## Task brief
Extract, verbatim, all lines starting at the one containing "One point lands on each instance of the six-petaled" and ending with the final line of the listing, and no others.

## Supplied information

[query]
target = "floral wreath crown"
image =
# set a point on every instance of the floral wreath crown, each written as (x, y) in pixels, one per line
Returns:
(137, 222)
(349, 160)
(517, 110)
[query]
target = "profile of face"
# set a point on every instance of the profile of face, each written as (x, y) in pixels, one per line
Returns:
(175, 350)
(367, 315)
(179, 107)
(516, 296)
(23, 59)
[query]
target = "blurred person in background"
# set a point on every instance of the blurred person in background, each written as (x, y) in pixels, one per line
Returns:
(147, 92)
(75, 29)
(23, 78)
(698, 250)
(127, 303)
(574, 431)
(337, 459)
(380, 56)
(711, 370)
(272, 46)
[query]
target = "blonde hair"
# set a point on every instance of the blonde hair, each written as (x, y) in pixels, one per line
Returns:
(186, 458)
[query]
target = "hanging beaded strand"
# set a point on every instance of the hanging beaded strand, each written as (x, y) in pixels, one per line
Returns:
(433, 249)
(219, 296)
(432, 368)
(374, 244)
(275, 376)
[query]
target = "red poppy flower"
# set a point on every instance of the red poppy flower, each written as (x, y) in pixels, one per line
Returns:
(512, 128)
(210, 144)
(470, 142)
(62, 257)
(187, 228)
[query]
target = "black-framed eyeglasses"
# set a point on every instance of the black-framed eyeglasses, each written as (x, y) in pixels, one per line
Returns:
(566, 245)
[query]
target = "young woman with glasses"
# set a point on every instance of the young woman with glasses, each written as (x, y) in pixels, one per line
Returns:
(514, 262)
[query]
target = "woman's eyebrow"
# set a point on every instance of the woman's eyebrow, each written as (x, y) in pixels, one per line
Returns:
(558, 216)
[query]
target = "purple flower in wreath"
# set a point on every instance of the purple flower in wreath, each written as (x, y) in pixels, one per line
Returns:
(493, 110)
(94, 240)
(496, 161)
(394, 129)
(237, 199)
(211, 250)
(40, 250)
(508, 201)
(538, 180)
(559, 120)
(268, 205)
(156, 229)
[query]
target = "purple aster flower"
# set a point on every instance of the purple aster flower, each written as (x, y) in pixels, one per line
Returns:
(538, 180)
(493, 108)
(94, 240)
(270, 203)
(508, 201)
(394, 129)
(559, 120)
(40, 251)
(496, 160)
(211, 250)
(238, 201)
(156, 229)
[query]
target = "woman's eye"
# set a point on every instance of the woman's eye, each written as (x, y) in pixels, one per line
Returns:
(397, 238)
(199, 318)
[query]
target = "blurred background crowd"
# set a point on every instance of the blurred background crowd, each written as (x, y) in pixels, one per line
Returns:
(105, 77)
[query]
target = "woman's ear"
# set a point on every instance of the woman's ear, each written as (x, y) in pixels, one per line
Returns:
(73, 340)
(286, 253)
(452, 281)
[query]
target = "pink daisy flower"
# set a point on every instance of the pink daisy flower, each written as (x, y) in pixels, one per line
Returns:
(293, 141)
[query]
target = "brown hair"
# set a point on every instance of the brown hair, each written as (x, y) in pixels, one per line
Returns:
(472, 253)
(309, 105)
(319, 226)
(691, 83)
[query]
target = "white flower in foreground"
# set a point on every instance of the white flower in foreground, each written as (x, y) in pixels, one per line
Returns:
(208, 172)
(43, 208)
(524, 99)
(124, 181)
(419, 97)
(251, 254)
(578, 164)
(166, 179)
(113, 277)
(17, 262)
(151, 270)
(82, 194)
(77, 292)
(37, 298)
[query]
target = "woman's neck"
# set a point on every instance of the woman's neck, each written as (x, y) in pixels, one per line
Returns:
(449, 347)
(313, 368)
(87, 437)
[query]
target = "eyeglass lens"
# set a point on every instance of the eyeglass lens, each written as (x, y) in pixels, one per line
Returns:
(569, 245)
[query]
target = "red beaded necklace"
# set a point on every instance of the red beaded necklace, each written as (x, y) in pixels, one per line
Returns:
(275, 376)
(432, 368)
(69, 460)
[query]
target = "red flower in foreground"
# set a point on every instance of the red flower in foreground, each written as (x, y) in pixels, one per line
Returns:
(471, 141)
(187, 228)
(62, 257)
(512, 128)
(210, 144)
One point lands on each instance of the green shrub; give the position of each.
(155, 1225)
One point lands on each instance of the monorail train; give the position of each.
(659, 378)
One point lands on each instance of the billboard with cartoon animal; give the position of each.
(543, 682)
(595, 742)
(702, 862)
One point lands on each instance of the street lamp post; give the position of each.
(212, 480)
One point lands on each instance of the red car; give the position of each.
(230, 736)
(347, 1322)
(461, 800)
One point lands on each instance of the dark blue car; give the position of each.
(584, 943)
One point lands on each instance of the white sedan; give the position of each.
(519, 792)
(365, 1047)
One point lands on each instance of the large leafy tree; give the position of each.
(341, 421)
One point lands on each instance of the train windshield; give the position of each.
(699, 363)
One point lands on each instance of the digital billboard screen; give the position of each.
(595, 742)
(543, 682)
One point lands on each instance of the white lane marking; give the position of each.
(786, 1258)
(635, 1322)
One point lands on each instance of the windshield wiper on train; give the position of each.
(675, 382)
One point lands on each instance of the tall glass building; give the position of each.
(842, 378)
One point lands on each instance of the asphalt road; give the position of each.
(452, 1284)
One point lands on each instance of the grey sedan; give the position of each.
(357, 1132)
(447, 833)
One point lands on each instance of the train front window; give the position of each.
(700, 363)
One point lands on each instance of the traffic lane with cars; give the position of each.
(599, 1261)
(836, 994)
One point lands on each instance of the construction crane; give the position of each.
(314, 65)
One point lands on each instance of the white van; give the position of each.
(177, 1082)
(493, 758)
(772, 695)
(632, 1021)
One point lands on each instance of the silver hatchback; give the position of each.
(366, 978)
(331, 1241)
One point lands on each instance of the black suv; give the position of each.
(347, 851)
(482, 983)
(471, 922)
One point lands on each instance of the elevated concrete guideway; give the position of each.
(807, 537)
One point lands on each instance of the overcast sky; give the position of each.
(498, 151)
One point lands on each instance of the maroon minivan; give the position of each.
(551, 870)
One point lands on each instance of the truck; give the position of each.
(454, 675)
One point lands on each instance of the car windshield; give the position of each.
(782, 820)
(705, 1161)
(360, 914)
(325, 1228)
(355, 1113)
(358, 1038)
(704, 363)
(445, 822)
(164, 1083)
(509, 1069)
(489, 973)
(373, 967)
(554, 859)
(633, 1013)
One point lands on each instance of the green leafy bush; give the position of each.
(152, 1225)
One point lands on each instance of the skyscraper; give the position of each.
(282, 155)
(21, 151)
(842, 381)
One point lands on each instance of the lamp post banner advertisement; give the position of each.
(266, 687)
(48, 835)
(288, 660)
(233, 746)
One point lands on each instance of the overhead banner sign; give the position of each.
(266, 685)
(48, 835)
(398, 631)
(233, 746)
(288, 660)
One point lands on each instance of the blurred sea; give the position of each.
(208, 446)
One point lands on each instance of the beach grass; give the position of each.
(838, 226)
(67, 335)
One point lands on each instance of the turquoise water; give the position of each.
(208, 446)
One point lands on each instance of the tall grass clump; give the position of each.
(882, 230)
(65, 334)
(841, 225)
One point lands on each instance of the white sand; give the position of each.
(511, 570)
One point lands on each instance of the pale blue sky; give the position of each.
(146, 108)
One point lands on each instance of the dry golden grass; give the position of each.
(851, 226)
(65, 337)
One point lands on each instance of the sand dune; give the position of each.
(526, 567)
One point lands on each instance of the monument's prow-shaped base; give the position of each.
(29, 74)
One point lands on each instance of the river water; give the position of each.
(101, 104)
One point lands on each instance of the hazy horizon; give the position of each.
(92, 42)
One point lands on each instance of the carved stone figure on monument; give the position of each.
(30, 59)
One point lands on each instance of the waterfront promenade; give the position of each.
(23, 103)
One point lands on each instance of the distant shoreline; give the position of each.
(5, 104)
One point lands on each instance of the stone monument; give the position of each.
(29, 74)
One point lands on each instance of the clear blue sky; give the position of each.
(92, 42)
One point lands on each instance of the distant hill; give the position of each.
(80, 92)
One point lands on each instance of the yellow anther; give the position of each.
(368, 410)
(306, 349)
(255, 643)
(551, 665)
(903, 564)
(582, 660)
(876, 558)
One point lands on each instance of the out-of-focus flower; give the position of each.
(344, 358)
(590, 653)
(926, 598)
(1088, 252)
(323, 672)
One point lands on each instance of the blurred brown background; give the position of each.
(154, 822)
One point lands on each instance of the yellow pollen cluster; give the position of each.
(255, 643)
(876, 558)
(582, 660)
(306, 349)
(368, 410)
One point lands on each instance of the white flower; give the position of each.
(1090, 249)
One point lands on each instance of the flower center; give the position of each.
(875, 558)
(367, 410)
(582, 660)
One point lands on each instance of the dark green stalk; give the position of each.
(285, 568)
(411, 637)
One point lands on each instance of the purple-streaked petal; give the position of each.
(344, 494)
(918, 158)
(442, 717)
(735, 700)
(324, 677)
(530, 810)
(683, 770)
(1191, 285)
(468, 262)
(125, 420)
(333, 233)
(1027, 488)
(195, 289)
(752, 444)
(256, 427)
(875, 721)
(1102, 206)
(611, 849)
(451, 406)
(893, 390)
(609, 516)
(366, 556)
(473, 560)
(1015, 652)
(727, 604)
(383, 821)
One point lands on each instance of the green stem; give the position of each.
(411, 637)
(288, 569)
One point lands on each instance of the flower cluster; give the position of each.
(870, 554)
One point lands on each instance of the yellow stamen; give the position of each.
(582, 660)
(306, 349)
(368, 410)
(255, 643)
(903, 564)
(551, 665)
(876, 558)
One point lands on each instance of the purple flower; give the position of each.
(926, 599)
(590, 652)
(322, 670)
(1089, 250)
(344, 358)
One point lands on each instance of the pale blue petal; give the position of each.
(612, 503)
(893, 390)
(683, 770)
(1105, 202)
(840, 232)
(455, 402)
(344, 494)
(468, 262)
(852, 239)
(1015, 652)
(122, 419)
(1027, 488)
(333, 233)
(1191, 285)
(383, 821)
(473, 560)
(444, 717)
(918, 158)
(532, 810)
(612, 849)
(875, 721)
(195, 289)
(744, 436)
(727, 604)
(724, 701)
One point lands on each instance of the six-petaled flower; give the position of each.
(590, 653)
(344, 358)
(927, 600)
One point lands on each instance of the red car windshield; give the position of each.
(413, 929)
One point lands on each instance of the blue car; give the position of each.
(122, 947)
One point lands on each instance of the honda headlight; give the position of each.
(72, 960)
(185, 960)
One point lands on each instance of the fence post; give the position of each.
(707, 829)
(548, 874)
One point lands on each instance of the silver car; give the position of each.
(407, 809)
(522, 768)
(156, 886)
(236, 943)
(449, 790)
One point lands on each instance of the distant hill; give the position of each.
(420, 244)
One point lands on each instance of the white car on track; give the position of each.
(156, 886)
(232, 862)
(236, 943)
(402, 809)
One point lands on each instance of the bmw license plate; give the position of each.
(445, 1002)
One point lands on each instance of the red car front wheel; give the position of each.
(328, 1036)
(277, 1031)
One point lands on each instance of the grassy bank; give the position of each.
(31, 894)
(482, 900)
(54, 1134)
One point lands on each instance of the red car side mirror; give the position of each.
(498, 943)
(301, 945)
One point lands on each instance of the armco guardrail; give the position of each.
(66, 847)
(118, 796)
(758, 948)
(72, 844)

## Full output
One point lands on each instance of the six-petaled flower; give the position of each.
(590, 653)
(344, 358)
(927, 600)
One point lands on each instance of the red car windshield; give the position of each.
(413, 929)
One point lands on each instance of the blue car; give the position of each.
(122, 947)
One point lands on each instance of the honda headlight; give the position of each.
(72, 960)
(185, 960)
One point lands on each instance of the fence post; give the position of each.
(707, 829)
(548, 874)
One point lands on each instance of the silver car; give the position of each.
(407, 809)
(522, 768)
(156, 886)
(236, 943)
(449, 790)
One point lands on each instance of the distant hill; give the position of each.
(420, 244)
One point lands on each instance of the white car on track; give the position of each.
(156, 886)
(232, 862)
(236, 943)
(402, 809)
One point lands on each instance of the bmw license plate; give the position of each.
(445, 1002)
One point lands on each instance of the red car front wheel; give the position of each.
(328, 1036)
(277, 1031)
One point lands on each instance of the grassy bank; give the position of each.
(31, 894)
(482, 900)
(54, 1134)
One point lands on each instance of the red car side mirror; give the position of each.
(498, 943)
(301, 945)
One point lands on each instance of the armco guardrail; give the position of each.
(66, 847)
(118, 796)
(758, 948)
(72, 844)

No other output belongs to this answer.